Continue the mailing-list exchange about how mv should handle a source and destination that are the same file, picking up from the point where it stops.

# DOCUMENT EXTRACT:
►

On Fri, 2014-11-14 at 23:36 +0000, Pádraig Brady wrote:
> On 13/11/14 16:06, Boris Ranto wrote:
> > On Thu, 2014-11-13 at 15:41 +0000, Pádraig Brady wrote:
> >> On 13/11/14 13:58, Boris Ranto wrote:
> >>> On Wed, 2014-09-24 at 17:18 +0100, Pádraig Brady wrote:
...
> >> We've three options that I see:
> >>
> >> 1. Simulate but be susceptible to data loss races (what we do now)
> >> 2. Ignore rename() issue and leave both files present (what FreeBSD does)
> >> 3. Fail with a "files are identical" error (what Solaris does)
> >>
> 
> I see this was previously discussed in http://bugs.gnu.org/10686
> and it was mentioned there that the 2008 POSIX standard explicitly
> states that any of the three approaches above is appropriate.
> 
> > Personally, I like the Solaris way the best (if we can't get the system
> > call that would assure the atomicity in this case) -- i.e. let the user
> > know that we can't do that. It is also in tune with what the link man
> > page says for hard links:
> > 
> >    "This  new  name  may be used exactly as the old one for any
> >     operation;"
> > 
> > As we error out on 'mv a a', we should probably also threat 'mv a b'
> > where a and b are the same file that way.
> > 
> > As opposed to FreeBSD solution, the user will know that he needs to run
> > 'rm a' to accomplish what he actually wanted to do in the first place.
> > 
> >> Now 1 is also an "issue" when the source and dest files are on separate 
> >> file systems.
> >> I.E. mv will need to unlink() in that case.  So from a high level, mv is 
> >> foregoing the
> >> atomicity of the rename in this edge case to provide consistent behavior 
> >> across
> >> all cases.  The question boils down to whether atomicity in this edge case 
> >> is required.
> >> Could you expand on a use case that requires this atomicity?
> >>
> > There actually is a real world use case. The original red hat bugzilla
> > (1141368) was filed because people were hitting this issue in a
> > distributed environment (via GlusterFS) -- i.e. two people were renaming
> > files at the same time from different locations.
> 
> Following those bugs indicates it was an internal test case that was failing.

◄

# DATASET ENTRIES:
►

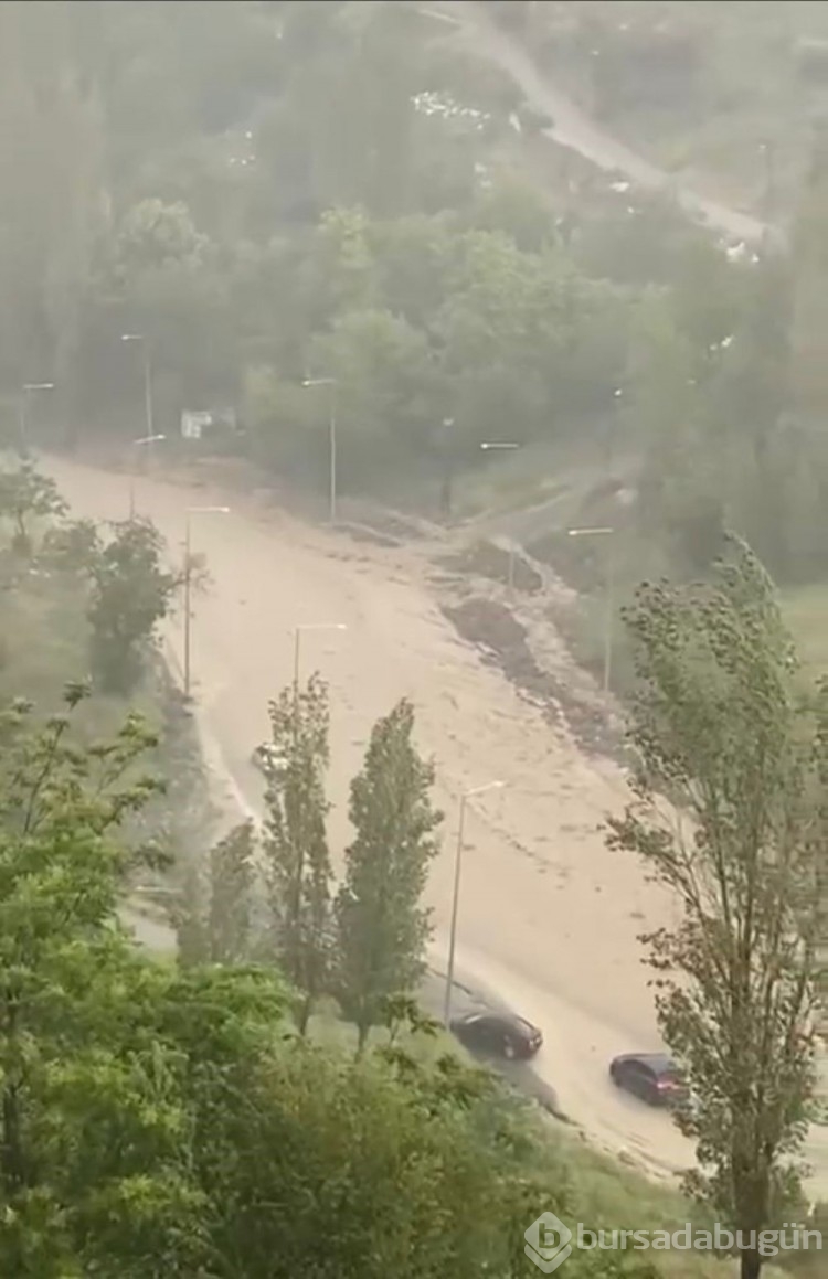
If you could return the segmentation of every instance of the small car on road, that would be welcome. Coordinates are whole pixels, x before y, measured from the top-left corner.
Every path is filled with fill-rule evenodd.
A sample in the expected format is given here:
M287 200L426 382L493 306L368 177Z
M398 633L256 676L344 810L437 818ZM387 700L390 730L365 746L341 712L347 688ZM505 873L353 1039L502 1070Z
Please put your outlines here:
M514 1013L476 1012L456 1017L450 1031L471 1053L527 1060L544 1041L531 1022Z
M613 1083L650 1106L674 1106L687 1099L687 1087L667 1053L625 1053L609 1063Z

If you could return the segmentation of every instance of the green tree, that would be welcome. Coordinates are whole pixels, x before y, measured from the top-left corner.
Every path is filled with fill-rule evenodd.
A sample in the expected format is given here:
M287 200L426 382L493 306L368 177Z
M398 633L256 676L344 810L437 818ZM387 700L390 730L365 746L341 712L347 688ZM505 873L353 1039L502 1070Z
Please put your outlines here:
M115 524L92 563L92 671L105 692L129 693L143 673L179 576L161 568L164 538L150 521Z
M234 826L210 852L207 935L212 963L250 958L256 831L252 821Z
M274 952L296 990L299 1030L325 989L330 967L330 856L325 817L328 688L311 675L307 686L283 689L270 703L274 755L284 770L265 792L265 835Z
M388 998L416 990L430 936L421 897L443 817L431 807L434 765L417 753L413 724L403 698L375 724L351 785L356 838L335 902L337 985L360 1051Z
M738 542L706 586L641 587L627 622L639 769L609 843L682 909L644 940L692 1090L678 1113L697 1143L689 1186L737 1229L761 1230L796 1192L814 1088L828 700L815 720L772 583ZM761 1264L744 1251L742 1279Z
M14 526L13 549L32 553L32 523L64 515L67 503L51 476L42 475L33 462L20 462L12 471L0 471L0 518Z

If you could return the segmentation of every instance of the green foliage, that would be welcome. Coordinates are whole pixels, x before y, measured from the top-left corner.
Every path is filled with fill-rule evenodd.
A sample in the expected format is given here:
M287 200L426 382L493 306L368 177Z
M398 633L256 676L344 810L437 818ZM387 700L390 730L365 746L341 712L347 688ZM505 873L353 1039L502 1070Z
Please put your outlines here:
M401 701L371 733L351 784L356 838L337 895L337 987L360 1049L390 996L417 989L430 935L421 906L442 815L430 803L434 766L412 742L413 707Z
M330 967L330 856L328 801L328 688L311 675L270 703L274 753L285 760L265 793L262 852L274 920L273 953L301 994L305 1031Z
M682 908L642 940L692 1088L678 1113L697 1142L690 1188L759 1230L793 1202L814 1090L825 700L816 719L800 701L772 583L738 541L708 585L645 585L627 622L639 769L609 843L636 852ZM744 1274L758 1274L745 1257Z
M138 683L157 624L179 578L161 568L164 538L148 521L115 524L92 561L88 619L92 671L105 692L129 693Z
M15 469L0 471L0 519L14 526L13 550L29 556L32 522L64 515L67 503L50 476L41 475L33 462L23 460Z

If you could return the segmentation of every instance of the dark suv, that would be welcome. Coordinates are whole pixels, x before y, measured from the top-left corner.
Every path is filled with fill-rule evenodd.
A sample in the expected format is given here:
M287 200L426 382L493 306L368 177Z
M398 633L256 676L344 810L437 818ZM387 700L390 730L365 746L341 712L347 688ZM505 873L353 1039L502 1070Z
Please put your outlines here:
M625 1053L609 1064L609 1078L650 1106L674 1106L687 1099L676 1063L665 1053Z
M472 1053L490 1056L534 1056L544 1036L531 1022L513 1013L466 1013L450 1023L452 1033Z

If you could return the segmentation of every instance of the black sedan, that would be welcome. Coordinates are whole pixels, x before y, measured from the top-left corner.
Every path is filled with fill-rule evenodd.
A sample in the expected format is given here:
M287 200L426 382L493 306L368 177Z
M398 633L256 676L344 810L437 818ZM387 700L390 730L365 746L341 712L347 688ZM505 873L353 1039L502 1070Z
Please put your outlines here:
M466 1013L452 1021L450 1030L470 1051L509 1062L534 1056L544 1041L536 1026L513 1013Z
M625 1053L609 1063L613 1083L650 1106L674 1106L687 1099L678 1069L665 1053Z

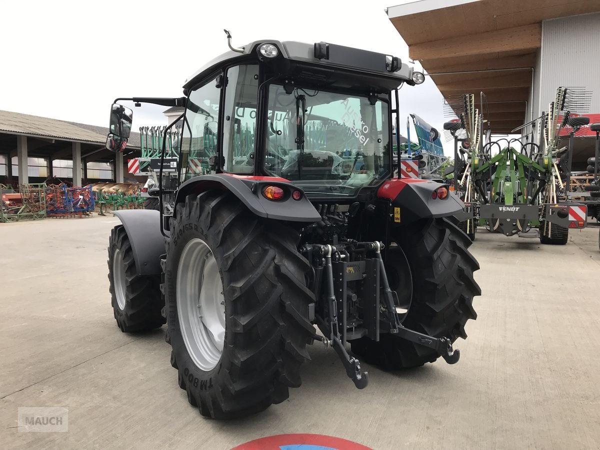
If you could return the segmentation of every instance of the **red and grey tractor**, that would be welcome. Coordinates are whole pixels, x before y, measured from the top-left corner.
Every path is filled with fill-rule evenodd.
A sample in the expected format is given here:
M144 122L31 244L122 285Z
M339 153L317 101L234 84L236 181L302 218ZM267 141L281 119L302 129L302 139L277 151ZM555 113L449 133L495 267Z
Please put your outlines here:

◄

# ANSWER TO THIS TASK:
> I.E. it's an unlikely edge case.
> 
> I'm in a bit of a quandary with this one.
> Seeing as this (consistent high level) behavior has been in use for the last 
> 11 years:
> http://git.sv.gnu.org/gitweb/?p=coreutils.git;a=commitdiff;h=fc6073d6
> without a "real" customer complaint, I'm tending to leave as is,
> but push for better behavior from the kernel.

There was at least one complaint about non-atomicity
( http://thread.gmane.org/gmane.comp.gnu.coreutils.bugs/12985 ). Jim
tried to address this with
http://git.savannah.gnu.org/cgit/coreutils.git/commit/?id=63feb84a2db5246fb71df45884589b914679110c
 , however this non-atomicity still remains at least on this one place shown by 
the test-case in the mentioned rhbz #1141368. I have asked if there are some 
real world usecases - other than this artificial one - in the original bugzilla.

> 
> I.E. add a RENAME_REPLACE flag to renameat2(), which will
> do the rename atomically for hardlinks, so we could do something like:
> 
>   #if !HAVE_RENAME_REPLACE
>   if (same_file (a, b))
>     unlink (src); /* as we do now.  */
>   #endif
>   rename (a, b);
> 
> thanks,
> Pádraig.
> 

Personally, although this one reproducer scenario is artificial, it
still brings potential data loss - and this is always bad. Flag in
kernel sounds like reasonable compromise - to not change existing
behaviour allowed by POSIX. It may take some time, though.
However - as it is relatively corner case - change to Solaris approach
should be IMHO relatively safe (for other cases, behaviour will not
change at all).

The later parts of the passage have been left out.